===== Input material =====

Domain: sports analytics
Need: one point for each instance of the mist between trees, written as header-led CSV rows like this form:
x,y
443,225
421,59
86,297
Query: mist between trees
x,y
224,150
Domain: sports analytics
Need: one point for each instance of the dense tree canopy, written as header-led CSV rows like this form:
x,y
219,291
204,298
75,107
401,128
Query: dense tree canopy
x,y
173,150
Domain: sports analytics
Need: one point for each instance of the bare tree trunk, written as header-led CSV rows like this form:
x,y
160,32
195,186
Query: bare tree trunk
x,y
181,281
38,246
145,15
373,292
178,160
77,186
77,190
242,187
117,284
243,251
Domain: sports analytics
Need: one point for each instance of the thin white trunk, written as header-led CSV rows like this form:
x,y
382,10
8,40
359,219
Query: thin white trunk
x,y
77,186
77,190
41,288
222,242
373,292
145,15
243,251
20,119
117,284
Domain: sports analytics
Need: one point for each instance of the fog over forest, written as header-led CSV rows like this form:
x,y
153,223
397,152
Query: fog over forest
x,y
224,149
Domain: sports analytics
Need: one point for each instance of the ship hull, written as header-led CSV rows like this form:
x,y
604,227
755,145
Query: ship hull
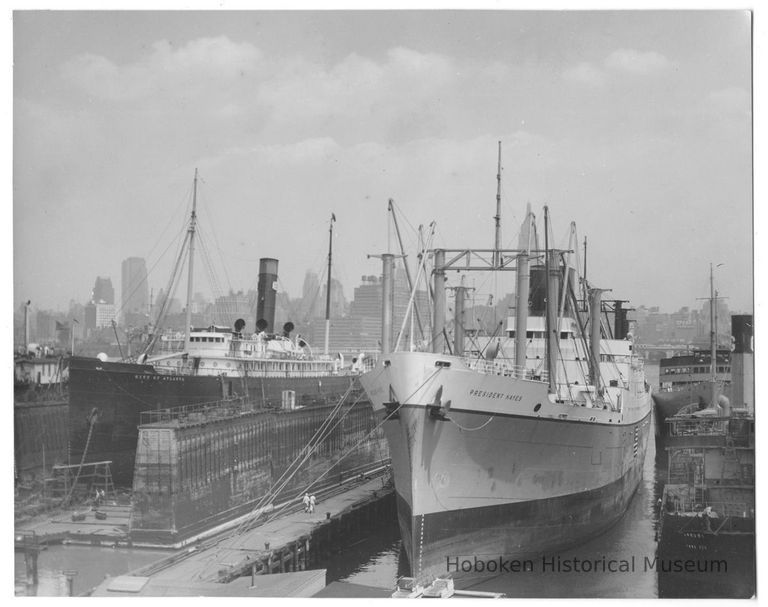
x,y
489,480
669,403
695,562
119,392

=====

Exercise requirements —
Every entry above needs to be retyped exactly; drop the pictures.

Output below —
Domain: sports analytics
Need: one point for each instance of the mist between trees, written as header-led CSV rows like this form:
x,y
443,225
421,59
86,297
Query: mist between trees
x,y
224,150
Domain: sports analytics
Need: one point for each instance of the dense tree canopy, written as header-led CSV rows like this form:
x,y
219,291
204,298
75,107
401,128
Query: dense tree canopy
x,y
173,150
Domain: sports analytics
Need: one point for each instance of the bare tree trunk, written as header-led CSV rows like this form:
x,y
160,32
195,186
Query: bare tree trunk
x,y
181,281
38,246
145,15
373,292
178,160
77,186
77,190
242,187
117,284
243,251
Domain: sports analytics
Need: one point for each instance of the thin white trunk, written as header-led CSV rows like this form:
x,y
382,10
8,40
359,219
Query: thin white trunk
x,y
77,186
77,190
41,288
222,242
373,292
145,15
243,251
20,119
117,284
Domain: sports analytics
Need: one point for each instance of the fog over forest, written as header-led CSV rows like this form:
x,y
153,223
397,152
Query: fog over forest
x,y
224,149
Domain: sports analytics
Need: one point for each instance of the ship hull, written as header-led CSV rows like this form:
x,y
604,227
755,145
Query: ship hull
x,y
489,480
669,403
695,562
119,392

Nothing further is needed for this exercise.